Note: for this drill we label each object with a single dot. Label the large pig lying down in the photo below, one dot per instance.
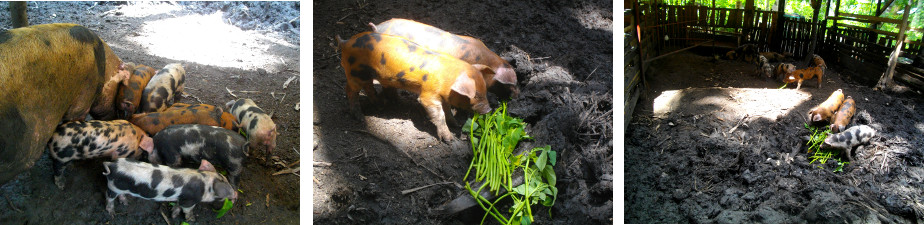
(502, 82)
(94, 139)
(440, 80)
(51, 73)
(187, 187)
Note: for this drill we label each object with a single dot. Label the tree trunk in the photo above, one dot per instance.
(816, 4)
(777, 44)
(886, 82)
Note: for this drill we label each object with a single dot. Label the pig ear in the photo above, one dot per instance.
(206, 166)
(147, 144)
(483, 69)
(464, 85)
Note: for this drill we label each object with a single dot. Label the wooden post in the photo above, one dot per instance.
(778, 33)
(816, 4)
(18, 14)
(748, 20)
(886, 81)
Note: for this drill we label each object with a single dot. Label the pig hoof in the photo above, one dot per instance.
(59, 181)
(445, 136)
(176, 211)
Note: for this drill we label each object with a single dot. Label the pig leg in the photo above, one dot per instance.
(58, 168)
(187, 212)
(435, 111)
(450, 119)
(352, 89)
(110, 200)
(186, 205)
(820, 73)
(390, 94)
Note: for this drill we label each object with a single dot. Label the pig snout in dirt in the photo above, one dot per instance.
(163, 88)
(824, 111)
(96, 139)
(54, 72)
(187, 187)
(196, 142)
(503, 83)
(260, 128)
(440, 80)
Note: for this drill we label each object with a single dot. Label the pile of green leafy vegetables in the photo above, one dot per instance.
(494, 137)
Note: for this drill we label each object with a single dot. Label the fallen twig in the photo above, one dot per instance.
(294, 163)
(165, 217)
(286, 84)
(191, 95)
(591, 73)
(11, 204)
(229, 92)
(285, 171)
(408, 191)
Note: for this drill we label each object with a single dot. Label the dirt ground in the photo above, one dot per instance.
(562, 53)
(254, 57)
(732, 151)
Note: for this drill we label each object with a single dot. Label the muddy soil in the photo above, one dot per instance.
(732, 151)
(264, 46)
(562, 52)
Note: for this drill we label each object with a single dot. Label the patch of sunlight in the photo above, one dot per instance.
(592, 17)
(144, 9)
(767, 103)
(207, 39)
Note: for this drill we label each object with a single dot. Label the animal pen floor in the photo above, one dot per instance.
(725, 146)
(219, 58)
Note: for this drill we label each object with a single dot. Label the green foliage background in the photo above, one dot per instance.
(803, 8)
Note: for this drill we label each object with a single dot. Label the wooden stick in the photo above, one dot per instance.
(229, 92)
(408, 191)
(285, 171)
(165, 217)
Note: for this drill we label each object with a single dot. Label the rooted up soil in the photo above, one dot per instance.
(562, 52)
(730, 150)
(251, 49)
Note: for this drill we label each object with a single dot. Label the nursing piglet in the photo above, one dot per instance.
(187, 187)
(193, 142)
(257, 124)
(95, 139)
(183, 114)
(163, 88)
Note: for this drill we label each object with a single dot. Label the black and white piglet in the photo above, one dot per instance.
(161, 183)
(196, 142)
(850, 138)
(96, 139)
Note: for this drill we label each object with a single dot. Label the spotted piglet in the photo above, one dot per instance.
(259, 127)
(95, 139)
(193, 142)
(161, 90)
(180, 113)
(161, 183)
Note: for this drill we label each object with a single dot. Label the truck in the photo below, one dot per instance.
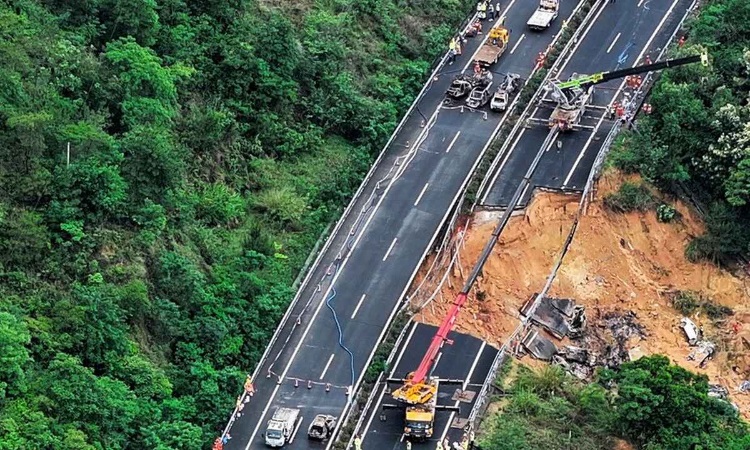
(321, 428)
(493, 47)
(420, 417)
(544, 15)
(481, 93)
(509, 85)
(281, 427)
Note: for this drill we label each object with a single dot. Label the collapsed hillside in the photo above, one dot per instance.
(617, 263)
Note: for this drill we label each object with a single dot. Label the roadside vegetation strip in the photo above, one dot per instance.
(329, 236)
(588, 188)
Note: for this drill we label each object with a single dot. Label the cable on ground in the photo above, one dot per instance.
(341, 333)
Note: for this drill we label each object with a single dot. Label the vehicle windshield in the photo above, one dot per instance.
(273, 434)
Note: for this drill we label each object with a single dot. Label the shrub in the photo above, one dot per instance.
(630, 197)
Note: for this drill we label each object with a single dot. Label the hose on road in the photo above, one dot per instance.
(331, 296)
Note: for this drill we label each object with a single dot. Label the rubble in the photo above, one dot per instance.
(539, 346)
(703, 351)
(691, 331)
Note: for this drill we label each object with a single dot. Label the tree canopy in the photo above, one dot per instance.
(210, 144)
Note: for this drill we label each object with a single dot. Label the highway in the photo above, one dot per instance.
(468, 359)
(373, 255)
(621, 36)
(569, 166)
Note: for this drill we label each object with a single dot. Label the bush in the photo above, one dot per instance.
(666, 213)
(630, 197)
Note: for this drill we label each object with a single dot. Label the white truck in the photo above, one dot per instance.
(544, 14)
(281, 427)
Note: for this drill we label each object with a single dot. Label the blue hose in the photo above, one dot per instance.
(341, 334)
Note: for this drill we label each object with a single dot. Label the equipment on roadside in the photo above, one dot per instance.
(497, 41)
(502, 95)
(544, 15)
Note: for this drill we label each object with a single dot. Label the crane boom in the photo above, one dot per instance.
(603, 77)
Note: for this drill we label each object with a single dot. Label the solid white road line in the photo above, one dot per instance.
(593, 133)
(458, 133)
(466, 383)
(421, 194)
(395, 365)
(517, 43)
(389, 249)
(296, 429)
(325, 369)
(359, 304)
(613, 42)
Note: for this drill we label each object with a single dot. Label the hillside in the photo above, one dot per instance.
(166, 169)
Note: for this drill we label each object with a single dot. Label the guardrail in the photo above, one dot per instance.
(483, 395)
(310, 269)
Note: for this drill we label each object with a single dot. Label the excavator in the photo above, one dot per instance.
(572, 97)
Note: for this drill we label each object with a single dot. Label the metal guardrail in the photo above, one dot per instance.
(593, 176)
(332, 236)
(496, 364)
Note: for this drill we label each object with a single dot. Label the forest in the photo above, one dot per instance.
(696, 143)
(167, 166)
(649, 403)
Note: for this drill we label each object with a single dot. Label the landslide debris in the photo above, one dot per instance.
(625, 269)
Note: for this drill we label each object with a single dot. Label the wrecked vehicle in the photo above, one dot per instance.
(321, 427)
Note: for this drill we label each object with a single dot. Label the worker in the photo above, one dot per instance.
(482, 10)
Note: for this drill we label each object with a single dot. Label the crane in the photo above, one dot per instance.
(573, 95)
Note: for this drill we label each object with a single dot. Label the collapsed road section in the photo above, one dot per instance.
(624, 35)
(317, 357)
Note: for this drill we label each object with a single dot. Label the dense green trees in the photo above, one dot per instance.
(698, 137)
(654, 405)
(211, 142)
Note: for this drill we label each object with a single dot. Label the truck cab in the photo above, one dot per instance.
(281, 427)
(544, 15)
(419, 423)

---

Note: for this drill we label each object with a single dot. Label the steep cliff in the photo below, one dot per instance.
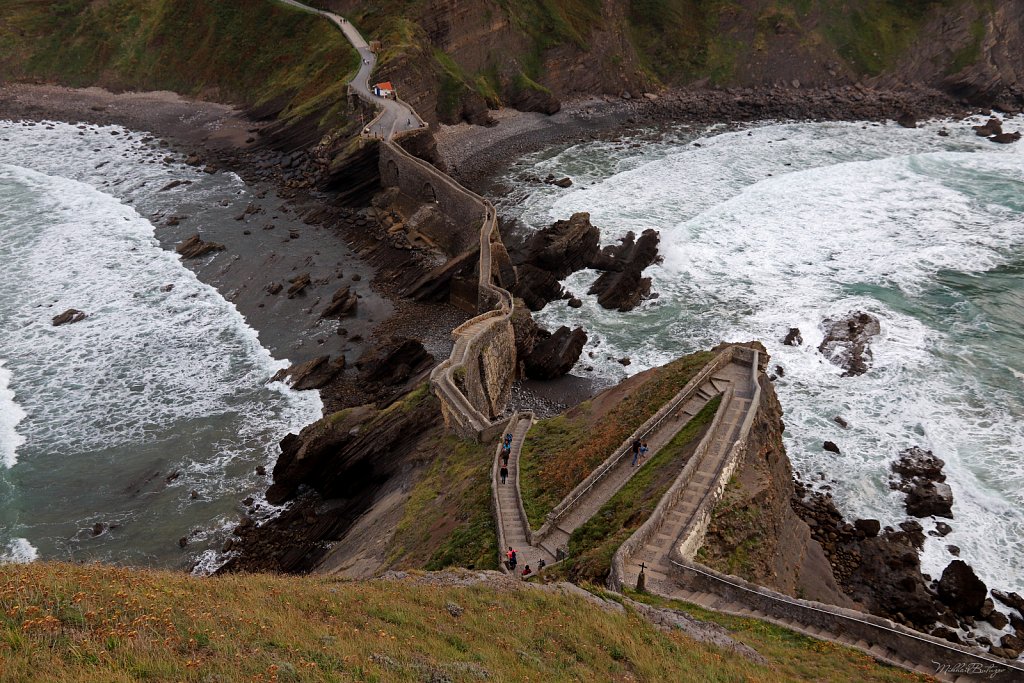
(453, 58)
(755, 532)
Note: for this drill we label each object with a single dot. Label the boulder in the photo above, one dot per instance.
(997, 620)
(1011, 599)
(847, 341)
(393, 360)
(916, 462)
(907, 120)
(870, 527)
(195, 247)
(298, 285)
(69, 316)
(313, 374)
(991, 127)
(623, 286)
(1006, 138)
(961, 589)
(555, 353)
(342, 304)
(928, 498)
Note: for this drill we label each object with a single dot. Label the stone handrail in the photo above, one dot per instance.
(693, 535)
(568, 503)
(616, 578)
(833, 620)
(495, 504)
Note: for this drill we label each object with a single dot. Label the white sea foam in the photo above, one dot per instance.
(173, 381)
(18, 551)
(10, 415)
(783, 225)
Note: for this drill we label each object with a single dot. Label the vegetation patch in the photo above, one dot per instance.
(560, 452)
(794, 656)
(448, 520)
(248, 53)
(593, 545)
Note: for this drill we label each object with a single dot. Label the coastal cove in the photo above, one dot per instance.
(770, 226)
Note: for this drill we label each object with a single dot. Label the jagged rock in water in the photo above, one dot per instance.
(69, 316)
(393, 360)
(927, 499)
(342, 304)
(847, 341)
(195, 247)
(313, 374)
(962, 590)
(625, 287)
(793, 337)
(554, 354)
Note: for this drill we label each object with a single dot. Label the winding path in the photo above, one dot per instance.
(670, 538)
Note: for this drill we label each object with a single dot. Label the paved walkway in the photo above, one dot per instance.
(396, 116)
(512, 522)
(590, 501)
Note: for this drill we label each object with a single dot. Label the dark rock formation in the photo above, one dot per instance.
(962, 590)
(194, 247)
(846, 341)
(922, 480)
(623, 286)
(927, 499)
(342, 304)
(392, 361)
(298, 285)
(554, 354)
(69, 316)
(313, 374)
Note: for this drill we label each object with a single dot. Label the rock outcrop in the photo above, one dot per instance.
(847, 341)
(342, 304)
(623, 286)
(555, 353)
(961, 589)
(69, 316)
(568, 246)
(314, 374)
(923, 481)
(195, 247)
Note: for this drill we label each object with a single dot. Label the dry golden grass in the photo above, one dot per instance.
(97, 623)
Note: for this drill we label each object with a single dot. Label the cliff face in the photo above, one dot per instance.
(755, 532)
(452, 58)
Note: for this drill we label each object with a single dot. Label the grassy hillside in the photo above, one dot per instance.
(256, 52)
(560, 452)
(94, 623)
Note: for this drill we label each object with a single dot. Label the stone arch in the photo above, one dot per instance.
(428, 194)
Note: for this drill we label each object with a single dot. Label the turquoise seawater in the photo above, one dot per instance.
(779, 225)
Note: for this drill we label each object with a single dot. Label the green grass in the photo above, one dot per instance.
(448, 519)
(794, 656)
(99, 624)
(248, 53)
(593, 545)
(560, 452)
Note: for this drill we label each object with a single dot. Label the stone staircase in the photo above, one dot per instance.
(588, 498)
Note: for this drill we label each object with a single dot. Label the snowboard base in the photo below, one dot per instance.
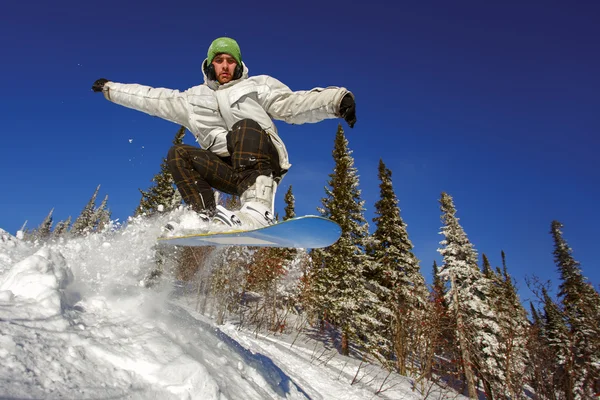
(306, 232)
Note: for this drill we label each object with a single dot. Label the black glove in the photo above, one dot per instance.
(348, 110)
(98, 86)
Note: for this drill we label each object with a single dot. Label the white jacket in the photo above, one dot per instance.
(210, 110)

==

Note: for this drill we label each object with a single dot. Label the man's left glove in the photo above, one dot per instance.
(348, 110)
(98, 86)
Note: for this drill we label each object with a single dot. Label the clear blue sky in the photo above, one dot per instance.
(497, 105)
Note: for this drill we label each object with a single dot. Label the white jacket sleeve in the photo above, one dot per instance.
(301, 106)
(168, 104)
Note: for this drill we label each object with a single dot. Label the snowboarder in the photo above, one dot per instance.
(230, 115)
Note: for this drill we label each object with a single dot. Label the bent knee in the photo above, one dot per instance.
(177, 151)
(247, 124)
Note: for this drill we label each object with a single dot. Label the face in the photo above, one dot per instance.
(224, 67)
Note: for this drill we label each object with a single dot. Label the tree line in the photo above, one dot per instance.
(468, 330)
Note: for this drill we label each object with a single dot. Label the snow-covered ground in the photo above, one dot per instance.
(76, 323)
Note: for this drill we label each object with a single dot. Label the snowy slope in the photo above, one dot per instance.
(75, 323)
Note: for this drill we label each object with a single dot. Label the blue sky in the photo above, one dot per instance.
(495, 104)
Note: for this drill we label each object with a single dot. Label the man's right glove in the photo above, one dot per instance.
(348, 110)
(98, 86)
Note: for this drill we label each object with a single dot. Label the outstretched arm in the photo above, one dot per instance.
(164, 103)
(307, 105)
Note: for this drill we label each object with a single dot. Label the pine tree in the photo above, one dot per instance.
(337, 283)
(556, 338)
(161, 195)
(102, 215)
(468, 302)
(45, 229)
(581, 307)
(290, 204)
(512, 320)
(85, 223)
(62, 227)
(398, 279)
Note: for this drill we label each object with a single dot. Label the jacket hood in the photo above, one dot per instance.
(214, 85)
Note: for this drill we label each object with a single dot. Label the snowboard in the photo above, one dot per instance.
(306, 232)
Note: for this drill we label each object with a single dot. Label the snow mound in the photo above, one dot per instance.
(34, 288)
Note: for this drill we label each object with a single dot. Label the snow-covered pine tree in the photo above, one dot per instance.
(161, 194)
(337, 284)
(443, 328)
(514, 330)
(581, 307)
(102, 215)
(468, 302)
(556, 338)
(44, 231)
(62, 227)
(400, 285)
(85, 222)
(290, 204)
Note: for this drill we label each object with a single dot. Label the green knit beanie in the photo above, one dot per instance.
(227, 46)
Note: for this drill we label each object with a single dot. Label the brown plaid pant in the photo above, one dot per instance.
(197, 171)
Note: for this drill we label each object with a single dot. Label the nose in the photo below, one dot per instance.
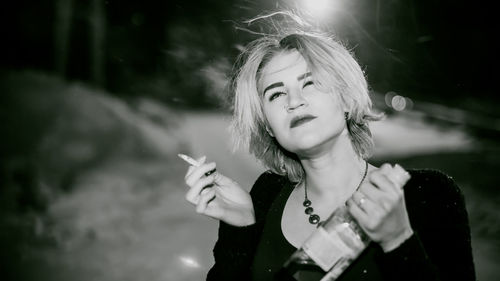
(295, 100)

» **EXERCISE DESCRIPTION**
Please gather every line in the items above that contains the word "crane" and copy each one in full.

» **RESULT OF THE TASK**
Note: for this drill we label each object with a single dot. Label the crane boom in the photo above, one dot per instance.
Note: for this drill we label each object with a single dot. Label the crane in the photo above, one dot per instance.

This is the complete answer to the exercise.